AIM OF THE EXERCISE>
Collect every line in the records below that contains the string "ceiling", and copy each one in full, in its original order.

==== EXTRACTED DATA

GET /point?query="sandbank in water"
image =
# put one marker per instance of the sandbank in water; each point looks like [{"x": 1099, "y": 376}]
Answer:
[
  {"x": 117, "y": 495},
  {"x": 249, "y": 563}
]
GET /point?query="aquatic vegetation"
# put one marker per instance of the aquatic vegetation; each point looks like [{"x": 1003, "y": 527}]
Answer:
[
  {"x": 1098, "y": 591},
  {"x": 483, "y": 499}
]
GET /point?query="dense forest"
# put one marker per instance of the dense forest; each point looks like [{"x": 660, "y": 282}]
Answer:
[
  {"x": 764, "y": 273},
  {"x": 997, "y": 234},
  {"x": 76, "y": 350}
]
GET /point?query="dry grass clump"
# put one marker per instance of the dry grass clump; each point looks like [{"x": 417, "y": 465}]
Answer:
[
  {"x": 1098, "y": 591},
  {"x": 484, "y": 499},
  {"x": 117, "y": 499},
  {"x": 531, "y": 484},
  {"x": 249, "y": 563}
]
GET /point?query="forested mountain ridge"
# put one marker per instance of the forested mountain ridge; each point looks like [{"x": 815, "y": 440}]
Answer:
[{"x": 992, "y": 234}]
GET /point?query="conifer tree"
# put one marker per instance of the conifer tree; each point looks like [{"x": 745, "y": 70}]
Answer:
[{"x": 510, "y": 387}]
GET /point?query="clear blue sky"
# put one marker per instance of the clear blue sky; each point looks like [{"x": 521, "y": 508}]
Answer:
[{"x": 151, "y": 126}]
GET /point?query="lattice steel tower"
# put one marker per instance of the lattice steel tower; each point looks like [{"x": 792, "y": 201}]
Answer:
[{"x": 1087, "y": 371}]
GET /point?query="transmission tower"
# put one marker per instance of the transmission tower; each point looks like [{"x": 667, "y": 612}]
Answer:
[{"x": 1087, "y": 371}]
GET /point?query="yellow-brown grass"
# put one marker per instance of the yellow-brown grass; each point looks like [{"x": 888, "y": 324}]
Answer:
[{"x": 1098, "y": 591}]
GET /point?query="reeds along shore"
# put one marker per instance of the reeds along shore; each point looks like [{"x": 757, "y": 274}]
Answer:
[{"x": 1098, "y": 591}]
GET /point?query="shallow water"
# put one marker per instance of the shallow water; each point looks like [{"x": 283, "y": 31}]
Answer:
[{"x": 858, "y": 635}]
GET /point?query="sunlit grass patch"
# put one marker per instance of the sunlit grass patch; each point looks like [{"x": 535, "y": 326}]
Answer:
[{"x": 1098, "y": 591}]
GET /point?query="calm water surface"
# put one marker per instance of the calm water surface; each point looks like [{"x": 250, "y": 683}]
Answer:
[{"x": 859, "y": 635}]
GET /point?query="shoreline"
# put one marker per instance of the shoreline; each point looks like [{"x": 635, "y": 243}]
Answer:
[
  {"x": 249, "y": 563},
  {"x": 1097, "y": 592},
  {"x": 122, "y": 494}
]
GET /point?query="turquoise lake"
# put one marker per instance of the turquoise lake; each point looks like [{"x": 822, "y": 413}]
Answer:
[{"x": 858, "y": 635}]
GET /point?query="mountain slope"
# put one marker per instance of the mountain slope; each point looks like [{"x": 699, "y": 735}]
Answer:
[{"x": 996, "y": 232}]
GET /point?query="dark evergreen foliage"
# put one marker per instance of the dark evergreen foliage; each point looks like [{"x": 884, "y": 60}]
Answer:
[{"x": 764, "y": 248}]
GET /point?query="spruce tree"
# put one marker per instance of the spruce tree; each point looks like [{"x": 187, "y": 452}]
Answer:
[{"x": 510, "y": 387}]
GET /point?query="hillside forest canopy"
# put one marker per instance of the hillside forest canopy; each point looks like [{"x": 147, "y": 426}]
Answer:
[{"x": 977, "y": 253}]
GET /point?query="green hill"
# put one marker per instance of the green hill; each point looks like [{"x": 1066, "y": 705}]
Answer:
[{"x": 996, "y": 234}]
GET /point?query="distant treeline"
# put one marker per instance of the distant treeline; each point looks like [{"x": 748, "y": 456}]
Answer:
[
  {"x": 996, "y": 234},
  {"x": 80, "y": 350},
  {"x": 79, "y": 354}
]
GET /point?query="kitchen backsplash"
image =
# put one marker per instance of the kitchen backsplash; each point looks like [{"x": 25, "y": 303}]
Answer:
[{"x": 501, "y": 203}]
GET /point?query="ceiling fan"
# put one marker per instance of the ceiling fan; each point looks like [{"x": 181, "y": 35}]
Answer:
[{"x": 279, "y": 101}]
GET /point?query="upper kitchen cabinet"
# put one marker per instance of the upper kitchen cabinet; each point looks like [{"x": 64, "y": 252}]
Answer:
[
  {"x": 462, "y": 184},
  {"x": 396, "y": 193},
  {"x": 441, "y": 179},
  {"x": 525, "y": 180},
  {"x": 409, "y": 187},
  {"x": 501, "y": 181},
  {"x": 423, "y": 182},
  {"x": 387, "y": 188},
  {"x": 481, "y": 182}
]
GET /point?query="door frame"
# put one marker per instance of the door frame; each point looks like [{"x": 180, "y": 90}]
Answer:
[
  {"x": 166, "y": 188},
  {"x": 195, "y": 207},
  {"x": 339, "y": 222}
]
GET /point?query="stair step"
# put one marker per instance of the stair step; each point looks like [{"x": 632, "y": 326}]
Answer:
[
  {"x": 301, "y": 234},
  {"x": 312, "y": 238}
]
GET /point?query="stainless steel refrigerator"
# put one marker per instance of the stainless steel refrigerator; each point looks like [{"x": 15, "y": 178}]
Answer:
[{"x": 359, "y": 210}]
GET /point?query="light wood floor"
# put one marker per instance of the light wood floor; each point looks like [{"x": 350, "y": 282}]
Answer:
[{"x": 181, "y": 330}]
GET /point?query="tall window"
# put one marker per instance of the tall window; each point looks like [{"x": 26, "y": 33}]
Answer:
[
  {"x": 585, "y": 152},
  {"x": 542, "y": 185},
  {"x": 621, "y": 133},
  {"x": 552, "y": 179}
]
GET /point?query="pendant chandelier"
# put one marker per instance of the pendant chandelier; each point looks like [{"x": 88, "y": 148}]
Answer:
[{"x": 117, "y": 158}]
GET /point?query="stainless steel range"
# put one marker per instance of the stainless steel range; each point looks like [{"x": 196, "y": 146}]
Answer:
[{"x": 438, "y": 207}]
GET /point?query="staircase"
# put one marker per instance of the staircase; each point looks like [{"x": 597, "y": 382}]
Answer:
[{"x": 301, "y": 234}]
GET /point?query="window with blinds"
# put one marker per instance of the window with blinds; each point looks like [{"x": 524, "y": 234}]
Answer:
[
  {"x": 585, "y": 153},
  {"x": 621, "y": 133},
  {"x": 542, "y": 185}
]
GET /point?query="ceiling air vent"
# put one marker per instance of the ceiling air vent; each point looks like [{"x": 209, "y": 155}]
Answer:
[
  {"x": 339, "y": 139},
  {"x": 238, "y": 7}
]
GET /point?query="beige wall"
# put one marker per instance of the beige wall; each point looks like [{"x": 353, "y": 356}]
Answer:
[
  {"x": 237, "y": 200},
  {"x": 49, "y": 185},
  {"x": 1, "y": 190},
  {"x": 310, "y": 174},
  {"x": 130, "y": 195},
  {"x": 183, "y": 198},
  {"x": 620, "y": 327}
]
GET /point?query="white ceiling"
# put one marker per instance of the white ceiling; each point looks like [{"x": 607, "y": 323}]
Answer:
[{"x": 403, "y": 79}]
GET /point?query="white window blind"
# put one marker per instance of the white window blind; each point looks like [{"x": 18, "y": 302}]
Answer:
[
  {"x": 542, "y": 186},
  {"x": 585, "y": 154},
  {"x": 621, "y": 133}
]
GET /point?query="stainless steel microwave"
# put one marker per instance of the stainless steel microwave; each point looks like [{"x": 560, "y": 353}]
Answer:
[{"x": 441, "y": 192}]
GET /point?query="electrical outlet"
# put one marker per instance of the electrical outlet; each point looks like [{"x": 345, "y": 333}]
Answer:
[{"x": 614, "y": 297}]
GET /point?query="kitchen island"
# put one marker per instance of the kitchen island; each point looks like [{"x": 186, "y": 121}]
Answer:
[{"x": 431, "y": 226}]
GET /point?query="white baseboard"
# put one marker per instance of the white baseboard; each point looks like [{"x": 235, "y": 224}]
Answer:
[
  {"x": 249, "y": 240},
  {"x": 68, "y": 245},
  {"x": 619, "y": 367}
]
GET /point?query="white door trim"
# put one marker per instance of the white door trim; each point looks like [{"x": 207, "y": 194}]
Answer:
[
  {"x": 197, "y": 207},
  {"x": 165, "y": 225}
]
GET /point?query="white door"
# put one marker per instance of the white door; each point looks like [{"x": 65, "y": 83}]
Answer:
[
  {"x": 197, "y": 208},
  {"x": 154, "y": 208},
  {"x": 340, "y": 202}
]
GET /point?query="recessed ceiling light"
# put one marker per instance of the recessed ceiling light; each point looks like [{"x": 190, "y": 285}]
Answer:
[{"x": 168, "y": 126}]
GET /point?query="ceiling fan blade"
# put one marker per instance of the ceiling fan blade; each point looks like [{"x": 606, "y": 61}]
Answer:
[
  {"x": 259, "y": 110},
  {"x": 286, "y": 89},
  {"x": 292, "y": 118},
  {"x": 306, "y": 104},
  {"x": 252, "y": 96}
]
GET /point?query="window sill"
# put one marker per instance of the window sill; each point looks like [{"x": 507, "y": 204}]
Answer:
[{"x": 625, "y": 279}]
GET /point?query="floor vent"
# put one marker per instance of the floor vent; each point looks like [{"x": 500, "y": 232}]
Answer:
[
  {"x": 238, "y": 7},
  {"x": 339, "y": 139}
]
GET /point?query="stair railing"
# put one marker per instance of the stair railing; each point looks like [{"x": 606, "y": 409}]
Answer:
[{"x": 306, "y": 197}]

========

RESPONSE TO THE EXERCISE>
GET /point?query="ceiling fan"
# put one marker per instance of the ceiling fan; each point looks like [{"x": 181, "y": 35}]
GET /point?query="ceiling air vent"
# put one marker per instance of the ceiling air vent; each point looks like [{"x": 209, "y": 155}]
GET /point?query="white ceiling"
# put one marker per instance of the white ceiling; each point looks like [{"x": 607, "y": 323}]
GET /point?query="recessed ceiling light"
# put one marker per instance of the recessed ceiling light; each point looks like [{"x": 190, "y": 285}]
GET /point?query="ceiling fan blade"
# put one marker per instance of the ceiling fan blade; each point looks like [{"x": 606, "y": 61}]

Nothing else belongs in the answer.